[TASK PROMPT]
Repeat every line below exactly, word for word.

───── TASK INPUTS ─────

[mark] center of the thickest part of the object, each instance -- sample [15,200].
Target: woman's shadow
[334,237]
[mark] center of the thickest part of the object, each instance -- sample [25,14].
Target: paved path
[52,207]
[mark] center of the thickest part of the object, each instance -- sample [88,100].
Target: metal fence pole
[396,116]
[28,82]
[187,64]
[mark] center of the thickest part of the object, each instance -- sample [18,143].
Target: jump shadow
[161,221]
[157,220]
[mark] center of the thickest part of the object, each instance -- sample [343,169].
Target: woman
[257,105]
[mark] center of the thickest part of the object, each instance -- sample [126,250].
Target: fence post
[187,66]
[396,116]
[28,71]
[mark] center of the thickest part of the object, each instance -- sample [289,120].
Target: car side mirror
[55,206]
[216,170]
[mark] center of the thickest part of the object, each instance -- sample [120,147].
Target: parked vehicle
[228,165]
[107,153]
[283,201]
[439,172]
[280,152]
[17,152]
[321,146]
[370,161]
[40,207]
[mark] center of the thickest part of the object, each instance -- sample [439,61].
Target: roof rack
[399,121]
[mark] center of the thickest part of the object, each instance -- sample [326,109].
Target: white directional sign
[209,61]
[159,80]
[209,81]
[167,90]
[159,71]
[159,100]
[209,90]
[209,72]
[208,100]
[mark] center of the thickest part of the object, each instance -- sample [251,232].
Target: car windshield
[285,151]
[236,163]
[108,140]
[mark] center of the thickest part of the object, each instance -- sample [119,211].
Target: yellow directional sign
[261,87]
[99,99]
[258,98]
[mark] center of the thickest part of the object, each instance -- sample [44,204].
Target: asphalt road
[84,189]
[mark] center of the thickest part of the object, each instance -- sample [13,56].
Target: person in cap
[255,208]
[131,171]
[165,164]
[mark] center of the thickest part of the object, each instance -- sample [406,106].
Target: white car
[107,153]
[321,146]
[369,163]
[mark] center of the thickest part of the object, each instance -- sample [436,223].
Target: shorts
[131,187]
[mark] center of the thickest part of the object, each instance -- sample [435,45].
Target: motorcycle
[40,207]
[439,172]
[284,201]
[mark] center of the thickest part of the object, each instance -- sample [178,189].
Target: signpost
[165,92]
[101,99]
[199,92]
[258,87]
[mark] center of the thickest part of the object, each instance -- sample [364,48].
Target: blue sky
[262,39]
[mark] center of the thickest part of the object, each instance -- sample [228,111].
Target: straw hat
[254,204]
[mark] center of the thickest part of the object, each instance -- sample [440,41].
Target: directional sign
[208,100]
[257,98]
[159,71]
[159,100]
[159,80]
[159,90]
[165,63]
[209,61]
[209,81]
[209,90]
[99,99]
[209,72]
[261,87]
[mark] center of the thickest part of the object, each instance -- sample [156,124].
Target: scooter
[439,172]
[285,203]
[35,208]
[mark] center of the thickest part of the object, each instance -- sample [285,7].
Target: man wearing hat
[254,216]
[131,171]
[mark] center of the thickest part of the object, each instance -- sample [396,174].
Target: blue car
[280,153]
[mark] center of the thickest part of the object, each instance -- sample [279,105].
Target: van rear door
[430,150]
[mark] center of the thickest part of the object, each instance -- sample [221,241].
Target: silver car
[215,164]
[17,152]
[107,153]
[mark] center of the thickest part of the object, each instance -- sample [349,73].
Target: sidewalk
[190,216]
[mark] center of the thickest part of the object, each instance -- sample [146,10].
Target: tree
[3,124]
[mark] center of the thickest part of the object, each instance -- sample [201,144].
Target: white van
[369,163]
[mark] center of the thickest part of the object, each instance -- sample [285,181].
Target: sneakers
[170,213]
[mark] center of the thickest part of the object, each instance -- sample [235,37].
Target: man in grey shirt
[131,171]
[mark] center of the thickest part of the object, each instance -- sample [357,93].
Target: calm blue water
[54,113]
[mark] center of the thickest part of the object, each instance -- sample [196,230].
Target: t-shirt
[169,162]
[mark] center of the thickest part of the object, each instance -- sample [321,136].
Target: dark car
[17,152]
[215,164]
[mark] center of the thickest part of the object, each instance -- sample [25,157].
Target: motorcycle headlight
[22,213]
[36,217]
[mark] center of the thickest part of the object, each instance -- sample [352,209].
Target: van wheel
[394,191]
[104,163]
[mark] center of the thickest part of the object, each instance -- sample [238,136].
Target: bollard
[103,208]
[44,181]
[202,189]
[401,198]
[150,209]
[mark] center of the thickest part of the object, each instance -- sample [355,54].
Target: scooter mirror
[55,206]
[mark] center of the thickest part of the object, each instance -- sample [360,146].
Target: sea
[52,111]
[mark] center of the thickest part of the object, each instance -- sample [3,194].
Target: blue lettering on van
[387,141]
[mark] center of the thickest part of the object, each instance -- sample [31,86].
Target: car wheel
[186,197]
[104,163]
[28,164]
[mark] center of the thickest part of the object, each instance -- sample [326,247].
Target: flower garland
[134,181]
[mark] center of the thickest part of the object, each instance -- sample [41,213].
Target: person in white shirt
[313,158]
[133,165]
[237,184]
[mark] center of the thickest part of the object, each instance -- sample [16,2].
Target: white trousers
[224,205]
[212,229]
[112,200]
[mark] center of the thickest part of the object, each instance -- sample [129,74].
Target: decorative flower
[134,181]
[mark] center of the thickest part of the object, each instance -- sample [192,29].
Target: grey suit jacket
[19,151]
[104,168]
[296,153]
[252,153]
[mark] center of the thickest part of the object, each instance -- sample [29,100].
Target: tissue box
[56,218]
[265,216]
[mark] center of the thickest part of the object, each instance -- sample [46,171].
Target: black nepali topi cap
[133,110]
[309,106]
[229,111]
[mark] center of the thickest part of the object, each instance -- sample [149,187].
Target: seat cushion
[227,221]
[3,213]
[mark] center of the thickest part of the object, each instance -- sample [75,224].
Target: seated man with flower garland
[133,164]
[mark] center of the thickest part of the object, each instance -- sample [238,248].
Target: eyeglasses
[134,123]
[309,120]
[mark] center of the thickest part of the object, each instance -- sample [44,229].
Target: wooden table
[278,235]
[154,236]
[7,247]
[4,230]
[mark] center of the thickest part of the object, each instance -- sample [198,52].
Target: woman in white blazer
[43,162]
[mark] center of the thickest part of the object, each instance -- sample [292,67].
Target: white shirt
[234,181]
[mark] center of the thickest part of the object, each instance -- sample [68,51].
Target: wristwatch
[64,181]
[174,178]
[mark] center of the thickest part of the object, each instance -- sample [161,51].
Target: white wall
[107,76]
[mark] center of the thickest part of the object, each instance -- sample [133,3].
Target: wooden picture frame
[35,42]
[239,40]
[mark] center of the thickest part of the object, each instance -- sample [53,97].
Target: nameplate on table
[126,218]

─────

[TASK RESULT]
[mark] center of the thickest part of the object, each instance -- sample [15,200].
Target: woman's shadow
[334,237]
[mark] center of the thickest part of the object, each instance -- sample [25,14].
Target: paved path
[52,207]
[mark] center of the thickest part of the object, each instance -- sample [88,100].
Target: metal fence pole
[396,116]
[28,82]
[187,64]
[mark] center of the thickest part of the object, each instance -- sample [18,143].
Target: jump shadow
[161,221]
[157,220]
[mark] center of the thickest part of the object, each instance -- sample [343,169].
Target: woman
[257,105]
[mark] center of the thickest part of the object, each instance -- sample [126,250].
Target: fence post
[187,66]
[396,116]
[28,71]
[mark] center of the thickest part of the object, each instance -- sample [289,120].
Target: car side mirror
[55,206]
[216,170]
[mark] center of the thickest part of the object, each instance -- sample [120,147].
Target: parked vehicle
[228,165]
[107,153]
[283,201]
[439,172]
[280,152]
[17,152]
[321,146]
[370,161]
[40,207]
[mark] center of the thickest part of the object, each instance -- sample [439,61].
Target: roof rack
[399,121]
[mark] center of the thickest part of the object, each instance -- sample [326,109].
Target: white directional sign
[209,61]
[159,80]
[209,81]
[167,90]
[159,71]
[159,100]
[209,90]
[209,72]
[208,100]
[mark] center of the thickest part of the object, each instance -- sample [251,232].
Target: car windshield
[285,151]
[236,163]
[108,140]
[mark] center of the thickest part of the object, each instance -- sample [119,211].
Target: yellow directional sign
[261,87]
[99,99]
[258,98]
[mark] center of the thickest part of the object, each instance -- sample [44,204].
Target: asphalt road
[84,189]
[mark] center of the thickest part of the object, each instance -- sample [13,56].
Target: person in cap
[255,208]
[131,171]
[165,164]
[mark] center of the thickest part of the object, each instance -- sample [406,106].
Target: white car
[107,153]
[321,146]
[369,163]
[mark] center of the thickest part of the object, each instance -- sample [436,223].
Target: shorts
[131,187]
[mark] center of the thickest part of the object, each instance -- sample [435,45].
Target: motorcycle
[40,207]
[439,172]
[284,201]
[mark] center of the thickest part of the object, each instance -- sample [178,189].
Target: signpost
[165,92]
[101,99]
[199,92]
[258,87]
[mark] center of the thickest part of the object, each instance -- sample [364,48].
Target: blue sky
[262,39]
[mark] center of the thickest part of the object, each instance -- sample [228,111].
Target: straw hat
[254,204]
[mark] center of the thickest part of the object, each instance -- sample [440,41].
Target: directional sign
[208,100]
[257,98]
[159,71]
[159,100]
[159,80]
[159,90]
[165,63]
[209,61]
[209,81]
[209,90]
[99,99]
[209,72]
[261,87]
[mark] center of the thickest part of the object, each instance -- sample [156,124].
Target: scooter
[439,172]
[285,203]
[35,208]
[mark] center of the thickest part of the object, each instance -- sample [285,7].
Target: man wearing hat
[254,216]
[131,171]
[mark] center of the thickest part of the object, each instance -- sample [396,174].
Target: blue car
[280,153]
[mark] center of the thickest part of the object, each instance -- sample [279,105].
Target: van rear door
[430,150]
[mark] center of the thickest part of the object, each instance -- sample [221,241].
Target: silver car
[215,164]
[17,152]
[107,153]
[mark] center of the thickest part of the object, each instance -- sample [349,73].
Target: sidewalk
[190,216]
[mark] center of the thickest part of the object, each instance -- sample [146,10].
Target: tree
[3,124]
[mark] center of the thickest part of the object, each instance -- sample [201,144].
Target: white van
[369,163]
[mark] center of the thickest part of the object, each instance -- sample [285,181].
Target: sneakers
[170,213]
[mark] center of the thickest part of the object, each instance -- sample [235,37].
Target: man in grey shirt
[131,171]
[mark] center of the thickest part of the object, each instance -- sample [357,93].
Target: calm blue water
[54,113]
[mark] center of the thickest part of the object, each instance -- sample [196,230].
Target: t-shirt
[169,162]
[mark] center of the thickest part of the object, each instance -- sample [321,136].
Target: dark car
[17,152]
[215,164]
[mark] center of the thickest part of the object, each instance -- sample [25,157].
Target: motorcycle headlight
[22,213]
[36,217]
[mark] center of the thickest part of the object, each instance -- sample [352,209].
Target: van wheel
[394,191]
[104,163]
[mark] center of the thickest part of the object, each instance -- sample [238,136].
Target: bollard
[103,208]
[44,181]
[202,189]
[401,198]
[150,209]
[mark] center of the thickest part of the object, each instance -- sample [355,54].
Target: scooter mirror
[55,206]
[mark] center of the thickest part of the object, each instance -- sample [360,146].
Target: sea
[52,111]
[mark] center of the thickest part of the object, each instance -- sample [3,194].
Target: blue lettering on van
[387,141]
[mark] center of the thickest part of the object, each instance -- sample [31,86].
Target: car wheel
[186,197]
[104,163]
[28,164]
[mark] center of the thickest part of the object, each instance -- sample [326,247].
Target: flower garland
[134,181]
[mark] center of the thickest part of the object, each instance -- sample [41,213].
Target: person in white shirt
[313,158]
[133,165]
[237,184]
[mark] center of the thickest part of the object, each instance -- sample [16,2].
Target: white trousers
[224,205]
[212,229]
[112,200]
[mark] center of the thickest part of the object, each instance -- sample [129,74].
Target: decorative flower
[134,181]
[mark] center of the thickest part of the object, each instance -- sample [192,29].
Target: grey suit jacket
[19,151]
[104,168]
[296,153]
[252,153]
[mark] center of the thickest part of the object, each instance -- sample [29,100].
Target: tissue box
[56,218]
[265,216]
[mark] center of the thickest part of the object, each instance -- sample [46,171].
Target: black nepali topi cap
[133,110]
[309,106]
[229,111]
[mark] center of the thickest part of the object, each instance -- sample [149,187].
Target: seat cushion
[227,221]
[3,213]
[mark] center of the thickest part of the object, each instance -- sample [75,224].
Target: seated man with flower garland
[133,164]
[mark] center of the thickest part of the object, each instance -- sample [238,248].
Target: eyeglasses
[134,123]
[309,120]
[mark] center of the thickest part of the object, each instance -- sample [44,229].
Target: wooden table
[278,235]
[154,236]
[7,247]
[4,230]
[mark] center of the thickest part of the object, each instance -- sample [198,52].
Target: woman in white blazer
[43,162]
[mark] center of the thickest part of the object, each instance -- sample [292,67].
Target: white shirt
[234,181]
[mark] center of the thickest part of the object, each instance -- sample [68,51].
Target: wristwatch
[64,181]
[174,178]
[mark] center of the thickest part of the object, each instance -- sample [161,51].
Target: white wall
[107,76]
[mark] center of the thickest part of the object, each instance -- sample [133,3].
Target: wooden picture frame
[35,42]
[239,40]
[mark] center of the thickest part of the object, each instance -- sample [53,97].
Target: nameplate on table
[126,218]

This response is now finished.